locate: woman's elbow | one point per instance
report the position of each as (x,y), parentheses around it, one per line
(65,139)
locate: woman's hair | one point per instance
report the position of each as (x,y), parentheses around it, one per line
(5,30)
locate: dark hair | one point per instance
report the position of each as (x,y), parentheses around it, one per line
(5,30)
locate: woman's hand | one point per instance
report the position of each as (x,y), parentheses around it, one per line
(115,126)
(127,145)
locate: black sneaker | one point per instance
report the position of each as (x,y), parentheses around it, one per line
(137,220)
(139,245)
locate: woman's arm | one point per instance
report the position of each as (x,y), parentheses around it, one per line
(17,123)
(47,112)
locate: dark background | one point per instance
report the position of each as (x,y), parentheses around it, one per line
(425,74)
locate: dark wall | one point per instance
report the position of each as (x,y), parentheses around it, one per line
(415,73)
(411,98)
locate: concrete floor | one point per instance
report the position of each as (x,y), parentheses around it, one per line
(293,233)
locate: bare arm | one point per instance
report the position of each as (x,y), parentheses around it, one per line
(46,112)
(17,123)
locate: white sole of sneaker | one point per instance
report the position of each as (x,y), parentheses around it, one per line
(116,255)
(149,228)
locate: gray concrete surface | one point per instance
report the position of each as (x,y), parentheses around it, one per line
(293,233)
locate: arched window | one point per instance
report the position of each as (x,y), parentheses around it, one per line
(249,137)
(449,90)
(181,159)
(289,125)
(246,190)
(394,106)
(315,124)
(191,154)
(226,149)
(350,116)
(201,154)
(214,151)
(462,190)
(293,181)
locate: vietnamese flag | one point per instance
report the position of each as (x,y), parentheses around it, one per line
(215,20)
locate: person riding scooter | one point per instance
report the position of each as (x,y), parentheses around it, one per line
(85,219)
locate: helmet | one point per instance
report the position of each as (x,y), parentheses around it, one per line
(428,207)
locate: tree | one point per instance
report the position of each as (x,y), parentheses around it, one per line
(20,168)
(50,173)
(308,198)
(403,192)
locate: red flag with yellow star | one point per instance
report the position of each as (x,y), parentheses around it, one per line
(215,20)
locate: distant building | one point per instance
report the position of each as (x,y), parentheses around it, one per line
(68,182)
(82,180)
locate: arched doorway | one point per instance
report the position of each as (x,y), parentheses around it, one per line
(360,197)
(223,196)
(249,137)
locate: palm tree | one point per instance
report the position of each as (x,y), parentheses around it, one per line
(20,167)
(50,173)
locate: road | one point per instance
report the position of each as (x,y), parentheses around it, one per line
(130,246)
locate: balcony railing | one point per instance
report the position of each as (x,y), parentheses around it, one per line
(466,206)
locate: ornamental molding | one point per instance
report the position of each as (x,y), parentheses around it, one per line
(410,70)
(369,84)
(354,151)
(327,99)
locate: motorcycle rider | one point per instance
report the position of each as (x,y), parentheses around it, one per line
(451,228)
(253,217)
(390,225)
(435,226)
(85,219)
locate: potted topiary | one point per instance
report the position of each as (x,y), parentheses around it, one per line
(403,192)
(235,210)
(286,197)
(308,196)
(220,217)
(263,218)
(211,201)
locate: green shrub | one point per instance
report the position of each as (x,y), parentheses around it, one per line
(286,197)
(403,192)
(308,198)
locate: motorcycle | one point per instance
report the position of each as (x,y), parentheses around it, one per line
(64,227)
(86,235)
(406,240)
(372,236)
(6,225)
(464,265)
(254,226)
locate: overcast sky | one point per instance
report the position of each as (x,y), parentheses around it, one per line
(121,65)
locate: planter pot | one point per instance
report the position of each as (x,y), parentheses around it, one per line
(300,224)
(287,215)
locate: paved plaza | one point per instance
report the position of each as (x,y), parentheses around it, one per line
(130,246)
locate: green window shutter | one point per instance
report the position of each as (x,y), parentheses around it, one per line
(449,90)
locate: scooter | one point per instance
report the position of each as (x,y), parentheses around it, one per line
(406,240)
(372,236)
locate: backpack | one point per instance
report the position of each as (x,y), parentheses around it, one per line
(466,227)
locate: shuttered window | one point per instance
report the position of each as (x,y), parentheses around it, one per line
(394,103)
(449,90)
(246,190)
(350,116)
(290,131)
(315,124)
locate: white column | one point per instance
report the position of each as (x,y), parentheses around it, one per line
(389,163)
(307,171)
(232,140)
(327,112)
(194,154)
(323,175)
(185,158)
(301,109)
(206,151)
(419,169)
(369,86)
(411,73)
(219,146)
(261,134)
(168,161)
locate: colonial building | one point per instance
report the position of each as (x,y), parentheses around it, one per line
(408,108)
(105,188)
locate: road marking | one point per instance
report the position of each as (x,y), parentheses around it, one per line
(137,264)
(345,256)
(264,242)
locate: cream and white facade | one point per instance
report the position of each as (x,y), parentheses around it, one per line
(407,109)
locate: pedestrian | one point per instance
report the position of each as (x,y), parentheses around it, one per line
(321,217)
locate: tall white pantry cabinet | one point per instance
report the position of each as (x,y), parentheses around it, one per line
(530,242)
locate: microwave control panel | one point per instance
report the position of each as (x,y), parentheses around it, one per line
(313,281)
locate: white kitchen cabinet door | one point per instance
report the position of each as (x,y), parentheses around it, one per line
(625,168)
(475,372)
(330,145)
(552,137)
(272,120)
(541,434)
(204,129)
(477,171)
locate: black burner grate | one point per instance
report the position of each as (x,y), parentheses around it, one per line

....................

### REQUIRED WORK
Wherever "window" turns up in the records, copy the whole line.

### YOUR RESPONSE
locate: arched window | one point per instance
locate: green window shutter | one point per instance
locate: shuttered window | one point per instance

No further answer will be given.